___ RECORDS FOR THIS EXERCISE
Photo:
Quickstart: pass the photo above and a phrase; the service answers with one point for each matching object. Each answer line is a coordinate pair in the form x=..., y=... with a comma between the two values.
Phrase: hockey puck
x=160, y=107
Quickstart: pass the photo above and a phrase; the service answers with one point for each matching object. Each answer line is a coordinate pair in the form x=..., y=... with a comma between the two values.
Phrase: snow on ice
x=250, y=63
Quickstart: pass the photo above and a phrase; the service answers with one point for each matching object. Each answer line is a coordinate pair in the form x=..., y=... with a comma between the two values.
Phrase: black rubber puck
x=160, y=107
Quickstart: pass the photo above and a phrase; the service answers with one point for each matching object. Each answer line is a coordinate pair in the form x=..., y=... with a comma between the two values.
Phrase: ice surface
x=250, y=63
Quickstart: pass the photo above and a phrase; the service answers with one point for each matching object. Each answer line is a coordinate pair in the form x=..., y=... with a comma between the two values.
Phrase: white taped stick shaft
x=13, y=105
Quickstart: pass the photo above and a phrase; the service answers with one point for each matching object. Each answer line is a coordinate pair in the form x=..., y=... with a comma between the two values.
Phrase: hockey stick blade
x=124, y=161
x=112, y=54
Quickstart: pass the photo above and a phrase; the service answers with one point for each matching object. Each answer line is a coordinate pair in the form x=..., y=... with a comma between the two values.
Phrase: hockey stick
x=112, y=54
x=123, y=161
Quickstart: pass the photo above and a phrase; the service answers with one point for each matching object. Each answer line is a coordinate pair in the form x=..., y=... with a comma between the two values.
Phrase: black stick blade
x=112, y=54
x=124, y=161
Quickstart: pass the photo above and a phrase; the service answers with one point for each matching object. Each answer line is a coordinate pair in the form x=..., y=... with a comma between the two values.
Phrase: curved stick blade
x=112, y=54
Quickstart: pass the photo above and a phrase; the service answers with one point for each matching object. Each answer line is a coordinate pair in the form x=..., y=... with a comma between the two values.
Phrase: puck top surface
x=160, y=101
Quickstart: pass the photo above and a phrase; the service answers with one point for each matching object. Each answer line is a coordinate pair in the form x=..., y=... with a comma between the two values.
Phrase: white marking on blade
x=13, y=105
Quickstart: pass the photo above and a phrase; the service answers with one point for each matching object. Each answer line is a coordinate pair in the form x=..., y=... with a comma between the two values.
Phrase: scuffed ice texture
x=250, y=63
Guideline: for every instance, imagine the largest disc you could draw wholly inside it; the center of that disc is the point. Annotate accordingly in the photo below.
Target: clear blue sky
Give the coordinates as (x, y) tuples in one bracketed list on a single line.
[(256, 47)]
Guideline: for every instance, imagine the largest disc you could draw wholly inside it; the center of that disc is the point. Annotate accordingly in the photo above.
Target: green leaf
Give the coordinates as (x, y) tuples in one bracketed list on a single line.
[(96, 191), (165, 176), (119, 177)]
______
◆ PROBLEM DETAILS
Your response should consist of the records, printed exactly.

◆ SOLUTION TO THIS EXERCISE
Photo:
Quickstart: pass the photo above and a phrase; the service answers with one point for each matching object. Each answer line is a coordinate pair in the form x=..., y=... with a comma between the two values.
Phrase: hockey puck
x=160, y=107
Quickstart: pass the photo above and a phrase; the service answers with one point for each matching object. Each answer line is a coordinate pair in the form x=..., y=... with a comma between the two values.
Phrase: snow on ice
x=250, y=63
Quickstart: pass the photo above and a phrase; the service answers with one point for each matching object. Each answer line is a coordinate pair in the form x=..., y=... with a comma between the two values.
Phrase: black rubber puck
x=160, y=107
Quickstart: pass the photo above and a phrase; the service answers with one point for each matching object. Each answer line is a coordinate pair in the form x=..., y=... with a comma between the two values.
Phrase: ice surface
x=250, y=63
Quickstart: pass the photo above and a phrase; the service answers with one point for each matching object. Each answer line is a coordinate pair in the form x=..., y=... with a comma between the two values.
Phrase: white taped stick shaft
x=13, y=105
Quickstart: pass the photo above and a phrase; the service answers with one point for each matching object. Each answer line is a coordinate pair in the form x=..., y=... with a comma between the two values.
Phrase: hockey stick blade
x=124, y=161
x=112, y=54
Quickstart: pass the photo above and a phrase; the service answers with one point for each matching object. Each answer line is a coordinate pair in the form x=..., y=... with a comma between the two values.
Phrase: hockey stick
x=112, y=54
x=123, y=161
Quickstart: pass the photo above and a phrase; the service answers with one point for each matching object. Each answer line is a coordinate pair in the form x=..., y=... with a comma between the two values.
Phrase: black stick blade
x=112, y=54
x=124, y=161
Quickstart: pass the photo above and a phrase; the service answers with one point for each matching object. Each answer line is a coordinate pair in the form x=..., y=... with a comma between the two values.
Phrase: curved stick blade
x=112, y=54
Quickstart: pass the photo above and a phrase; the service answers with one point for each matching object. Each answer line is a coordinate pair in the form x=..., y=... with a comma between the two values.
Phrase: puck top surface
x=160, y=101
Quickstart: pass the photo above and a phrase; the service answers with one point for each matching object. Each answer line is a coordinate pair in the form x=..., y=... with a comma between the two values.
Phrase: white marking on blade
x=13, y=105
Quickstart: pass the photo above and a phrase; the service answers with one point for each matching object. Each answer line is a coordinate pair in the form x=..., y=... with a comma between the two values.
Phrase: scuffed ice texture
x=250, y=63
Guideline: for every instance, imagine the largest disc you could draw wholly inside it; the center of that disc is the point. Annotate accordingly in the photo below.
Target: clear blue sky
Give the coordinates as (x, y) tuples in one bracketed list on a single line.
[(256, 47)]
Guideline: for every instance, imagine the largest disc you could draw wholly inside it; the center of that disc is the point. Annotate accordingly in the photo above.
Target: green leaf
Give the coordinates as (x, y) tuples in one bracketed list on a single line.
[(96, 191), (165, 176), (119, 177)]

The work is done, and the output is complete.